Copy out everything from the line containing "Would you mind pinning the building facade" down to the line containing "(1163, 162)", both included, with every character unchanged.

====================

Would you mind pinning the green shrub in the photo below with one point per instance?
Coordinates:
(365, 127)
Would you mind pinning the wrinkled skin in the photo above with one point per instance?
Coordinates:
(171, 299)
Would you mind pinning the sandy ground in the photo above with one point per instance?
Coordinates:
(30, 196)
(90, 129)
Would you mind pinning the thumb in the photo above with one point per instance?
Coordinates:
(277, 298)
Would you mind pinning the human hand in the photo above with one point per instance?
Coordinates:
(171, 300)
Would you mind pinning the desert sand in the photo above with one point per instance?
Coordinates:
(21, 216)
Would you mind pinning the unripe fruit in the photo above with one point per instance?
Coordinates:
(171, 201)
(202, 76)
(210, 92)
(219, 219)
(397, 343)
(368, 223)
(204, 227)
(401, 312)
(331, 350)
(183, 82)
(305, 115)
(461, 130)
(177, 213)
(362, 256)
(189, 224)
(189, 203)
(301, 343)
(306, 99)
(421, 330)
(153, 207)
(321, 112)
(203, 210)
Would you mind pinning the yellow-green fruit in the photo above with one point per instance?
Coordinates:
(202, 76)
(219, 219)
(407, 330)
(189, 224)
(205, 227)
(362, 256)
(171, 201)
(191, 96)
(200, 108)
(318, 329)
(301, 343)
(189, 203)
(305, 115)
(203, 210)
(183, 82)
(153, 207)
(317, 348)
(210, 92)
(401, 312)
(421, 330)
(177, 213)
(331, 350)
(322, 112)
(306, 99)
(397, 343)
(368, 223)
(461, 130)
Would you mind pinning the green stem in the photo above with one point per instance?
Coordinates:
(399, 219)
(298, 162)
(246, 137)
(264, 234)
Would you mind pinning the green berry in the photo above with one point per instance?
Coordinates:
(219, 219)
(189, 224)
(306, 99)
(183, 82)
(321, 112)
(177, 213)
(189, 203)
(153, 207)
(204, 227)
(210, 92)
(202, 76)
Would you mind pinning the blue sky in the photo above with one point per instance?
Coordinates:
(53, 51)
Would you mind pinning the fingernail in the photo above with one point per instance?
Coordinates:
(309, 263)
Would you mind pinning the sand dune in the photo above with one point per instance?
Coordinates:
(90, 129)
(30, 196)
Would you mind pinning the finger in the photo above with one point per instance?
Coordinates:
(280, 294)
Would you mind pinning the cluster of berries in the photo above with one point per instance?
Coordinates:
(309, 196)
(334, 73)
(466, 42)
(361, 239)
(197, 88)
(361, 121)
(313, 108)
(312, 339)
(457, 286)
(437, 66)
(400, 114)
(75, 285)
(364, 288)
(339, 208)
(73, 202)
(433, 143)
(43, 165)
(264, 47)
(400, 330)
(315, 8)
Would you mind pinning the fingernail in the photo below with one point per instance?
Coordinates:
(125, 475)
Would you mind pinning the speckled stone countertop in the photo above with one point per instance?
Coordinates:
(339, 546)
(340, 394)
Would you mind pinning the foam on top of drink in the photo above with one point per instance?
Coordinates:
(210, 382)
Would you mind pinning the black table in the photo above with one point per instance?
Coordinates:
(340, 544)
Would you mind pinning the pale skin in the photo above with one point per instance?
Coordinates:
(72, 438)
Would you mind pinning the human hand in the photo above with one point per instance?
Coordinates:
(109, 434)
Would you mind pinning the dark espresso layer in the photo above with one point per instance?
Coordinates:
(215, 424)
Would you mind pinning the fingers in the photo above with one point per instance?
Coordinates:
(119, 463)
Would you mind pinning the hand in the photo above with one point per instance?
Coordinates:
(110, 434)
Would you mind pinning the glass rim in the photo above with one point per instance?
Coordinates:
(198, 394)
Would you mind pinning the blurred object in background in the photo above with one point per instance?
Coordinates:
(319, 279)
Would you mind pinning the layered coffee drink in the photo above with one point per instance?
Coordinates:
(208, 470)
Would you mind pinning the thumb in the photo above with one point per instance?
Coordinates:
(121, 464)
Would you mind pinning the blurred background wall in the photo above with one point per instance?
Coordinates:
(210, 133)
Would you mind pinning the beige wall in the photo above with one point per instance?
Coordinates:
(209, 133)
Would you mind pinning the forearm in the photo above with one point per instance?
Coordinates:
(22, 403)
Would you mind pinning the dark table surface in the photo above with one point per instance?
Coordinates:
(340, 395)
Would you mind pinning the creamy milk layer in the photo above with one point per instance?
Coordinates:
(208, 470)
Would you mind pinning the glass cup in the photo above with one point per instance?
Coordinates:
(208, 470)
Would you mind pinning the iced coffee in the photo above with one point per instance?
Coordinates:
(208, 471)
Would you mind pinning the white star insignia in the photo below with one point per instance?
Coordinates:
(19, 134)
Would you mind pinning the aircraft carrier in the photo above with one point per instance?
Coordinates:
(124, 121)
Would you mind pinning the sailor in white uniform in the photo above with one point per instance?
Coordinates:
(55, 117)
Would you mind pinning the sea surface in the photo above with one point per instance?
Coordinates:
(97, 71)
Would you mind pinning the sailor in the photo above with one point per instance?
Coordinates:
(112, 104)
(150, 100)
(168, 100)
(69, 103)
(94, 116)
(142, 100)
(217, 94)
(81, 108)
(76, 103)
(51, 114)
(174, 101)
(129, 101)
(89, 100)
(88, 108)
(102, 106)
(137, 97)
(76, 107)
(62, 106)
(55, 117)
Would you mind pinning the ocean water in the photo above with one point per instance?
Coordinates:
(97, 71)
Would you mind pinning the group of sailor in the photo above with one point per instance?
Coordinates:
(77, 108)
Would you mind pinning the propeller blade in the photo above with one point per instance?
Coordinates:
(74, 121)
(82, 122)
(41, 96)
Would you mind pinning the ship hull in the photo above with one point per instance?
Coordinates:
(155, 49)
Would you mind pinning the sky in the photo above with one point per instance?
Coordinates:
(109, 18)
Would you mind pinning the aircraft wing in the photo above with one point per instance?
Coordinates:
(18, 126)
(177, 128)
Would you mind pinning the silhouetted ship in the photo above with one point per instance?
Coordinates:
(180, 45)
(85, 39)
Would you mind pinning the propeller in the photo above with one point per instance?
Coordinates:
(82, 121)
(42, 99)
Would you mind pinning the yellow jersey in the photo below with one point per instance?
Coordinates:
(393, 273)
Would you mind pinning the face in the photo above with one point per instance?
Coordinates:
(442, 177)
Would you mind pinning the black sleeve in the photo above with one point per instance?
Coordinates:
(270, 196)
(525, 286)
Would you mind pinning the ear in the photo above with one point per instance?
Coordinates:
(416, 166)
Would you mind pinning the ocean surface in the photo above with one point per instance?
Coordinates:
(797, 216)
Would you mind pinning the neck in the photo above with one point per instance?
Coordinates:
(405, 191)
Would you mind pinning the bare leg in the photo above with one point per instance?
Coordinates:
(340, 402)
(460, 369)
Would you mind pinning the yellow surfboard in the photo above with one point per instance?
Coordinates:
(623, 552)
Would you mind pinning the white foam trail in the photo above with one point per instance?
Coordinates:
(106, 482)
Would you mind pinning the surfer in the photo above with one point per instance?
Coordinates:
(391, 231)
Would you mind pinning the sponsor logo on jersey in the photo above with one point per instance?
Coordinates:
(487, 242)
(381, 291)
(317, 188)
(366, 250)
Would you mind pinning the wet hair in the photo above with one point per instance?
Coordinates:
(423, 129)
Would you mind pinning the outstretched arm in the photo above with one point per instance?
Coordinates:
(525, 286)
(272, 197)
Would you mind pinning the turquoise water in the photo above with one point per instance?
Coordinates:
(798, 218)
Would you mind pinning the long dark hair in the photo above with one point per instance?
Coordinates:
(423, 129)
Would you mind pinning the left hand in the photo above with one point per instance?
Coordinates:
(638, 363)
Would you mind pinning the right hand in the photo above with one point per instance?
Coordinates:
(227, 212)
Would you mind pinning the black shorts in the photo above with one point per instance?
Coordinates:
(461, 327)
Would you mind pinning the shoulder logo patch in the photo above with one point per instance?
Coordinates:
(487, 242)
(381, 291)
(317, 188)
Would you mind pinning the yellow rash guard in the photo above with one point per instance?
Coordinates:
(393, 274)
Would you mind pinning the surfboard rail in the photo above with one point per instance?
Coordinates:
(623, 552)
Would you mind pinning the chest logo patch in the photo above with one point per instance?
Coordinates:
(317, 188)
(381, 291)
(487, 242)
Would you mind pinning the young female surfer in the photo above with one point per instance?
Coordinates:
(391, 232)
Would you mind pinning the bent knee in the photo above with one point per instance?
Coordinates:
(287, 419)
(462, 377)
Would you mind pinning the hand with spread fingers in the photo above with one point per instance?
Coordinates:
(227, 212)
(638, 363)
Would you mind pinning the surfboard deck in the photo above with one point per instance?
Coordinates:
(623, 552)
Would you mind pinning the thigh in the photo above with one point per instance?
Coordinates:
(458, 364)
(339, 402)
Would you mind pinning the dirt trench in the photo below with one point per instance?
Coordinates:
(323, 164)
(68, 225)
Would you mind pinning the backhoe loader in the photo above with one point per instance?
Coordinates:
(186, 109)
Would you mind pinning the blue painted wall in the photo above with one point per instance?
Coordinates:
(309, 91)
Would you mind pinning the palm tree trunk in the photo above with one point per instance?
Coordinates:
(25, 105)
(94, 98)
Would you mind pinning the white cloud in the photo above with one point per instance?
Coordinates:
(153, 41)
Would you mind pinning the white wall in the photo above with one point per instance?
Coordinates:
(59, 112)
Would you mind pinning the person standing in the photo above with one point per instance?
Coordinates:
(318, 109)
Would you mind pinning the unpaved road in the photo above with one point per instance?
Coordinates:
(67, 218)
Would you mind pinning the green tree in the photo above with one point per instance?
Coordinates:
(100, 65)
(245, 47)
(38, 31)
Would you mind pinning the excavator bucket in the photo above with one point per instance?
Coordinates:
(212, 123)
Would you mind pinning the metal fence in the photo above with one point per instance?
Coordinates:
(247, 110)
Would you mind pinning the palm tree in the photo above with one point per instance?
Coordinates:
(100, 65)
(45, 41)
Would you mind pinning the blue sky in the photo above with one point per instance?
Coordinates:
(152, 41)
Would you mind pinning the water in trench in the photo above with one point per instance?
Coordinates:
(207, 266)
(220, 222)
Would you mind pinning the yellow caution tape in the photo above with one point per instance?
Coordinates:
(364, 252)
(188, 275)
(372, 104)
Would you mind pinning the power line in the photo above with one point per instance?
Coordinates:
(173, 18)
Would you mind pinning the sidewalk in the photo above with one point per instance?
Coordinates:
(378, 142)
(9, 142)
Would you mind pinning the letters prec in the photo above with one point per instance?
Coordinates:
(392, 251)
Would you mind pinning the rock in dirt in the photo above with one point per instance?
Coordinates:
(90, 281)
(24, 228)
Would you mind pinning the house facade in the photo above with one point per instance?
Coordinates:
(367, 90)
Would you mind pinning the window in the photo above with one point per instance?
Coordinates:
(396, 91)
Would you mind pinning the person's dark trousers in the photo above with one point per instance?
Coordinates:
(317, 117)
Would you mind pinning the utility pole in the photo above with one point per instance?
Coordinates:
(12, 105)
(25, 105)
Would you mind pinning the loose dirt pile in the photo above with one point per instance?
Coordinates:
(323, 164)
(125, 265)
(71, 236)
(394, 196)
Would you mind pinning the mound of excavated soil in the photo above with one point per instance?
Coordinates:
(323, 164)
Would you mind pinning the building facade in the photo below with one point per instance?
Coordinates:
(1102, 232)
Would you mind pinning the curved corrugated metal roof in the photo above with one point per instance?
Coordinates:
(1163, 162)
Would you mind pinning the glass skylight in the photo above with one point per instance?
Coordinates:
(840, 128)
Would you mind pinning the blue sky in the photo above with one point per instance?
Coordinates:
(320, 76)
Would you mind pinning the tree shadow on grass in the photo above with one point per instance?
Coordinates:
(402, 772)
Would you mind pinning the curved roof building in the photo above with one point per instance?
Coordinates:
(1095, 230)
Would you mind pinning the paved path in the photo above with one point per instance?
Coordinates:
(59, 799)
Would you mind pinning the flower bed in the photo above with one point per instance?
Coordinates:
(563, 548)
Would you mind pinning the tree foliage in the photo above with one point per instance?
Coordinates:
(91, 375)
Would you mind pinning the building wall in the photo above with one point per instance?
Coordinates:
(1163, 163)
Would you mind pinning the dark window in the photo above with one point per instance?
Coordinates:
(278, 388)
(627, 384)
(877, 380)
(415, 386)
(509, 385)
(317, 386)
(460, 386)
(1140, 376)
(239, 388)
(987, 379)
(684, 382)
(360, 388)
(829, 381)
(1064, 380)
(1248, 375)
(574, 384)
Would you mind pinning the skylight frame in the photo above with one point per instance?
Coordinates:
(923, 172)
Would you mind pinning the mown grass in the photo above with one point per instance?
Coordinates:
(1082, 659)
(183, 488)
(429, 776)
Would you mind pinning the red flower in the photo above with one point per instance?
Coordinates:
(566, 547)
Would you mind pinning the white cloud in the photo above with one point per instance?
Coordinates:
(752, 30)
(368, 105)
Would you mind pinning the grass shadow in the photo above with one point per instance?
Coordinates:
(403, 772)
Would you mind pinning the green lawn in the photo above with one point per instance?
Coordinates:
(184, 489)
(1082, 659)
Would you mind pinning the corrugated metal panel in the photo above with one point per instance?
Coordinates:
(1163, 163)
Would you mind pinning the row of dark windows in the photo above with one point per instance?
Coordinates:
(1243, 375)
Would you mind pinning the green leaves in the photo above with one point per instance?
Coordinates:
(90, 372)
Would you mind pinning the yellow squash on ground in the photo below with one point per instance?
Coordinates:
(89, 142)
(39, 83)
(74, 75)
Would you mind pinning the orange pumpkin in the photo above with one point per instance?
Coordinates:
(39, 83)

====================

• **REPLY TO THE TASK**
Would you mind pinning the building facade in the photo below with one point per instance?
Coordinates:
(1102, 232)
Would you mind pinning the curved corrugated metal roof in the photo above with one point per instance?
Coordinates:
(1163, 162)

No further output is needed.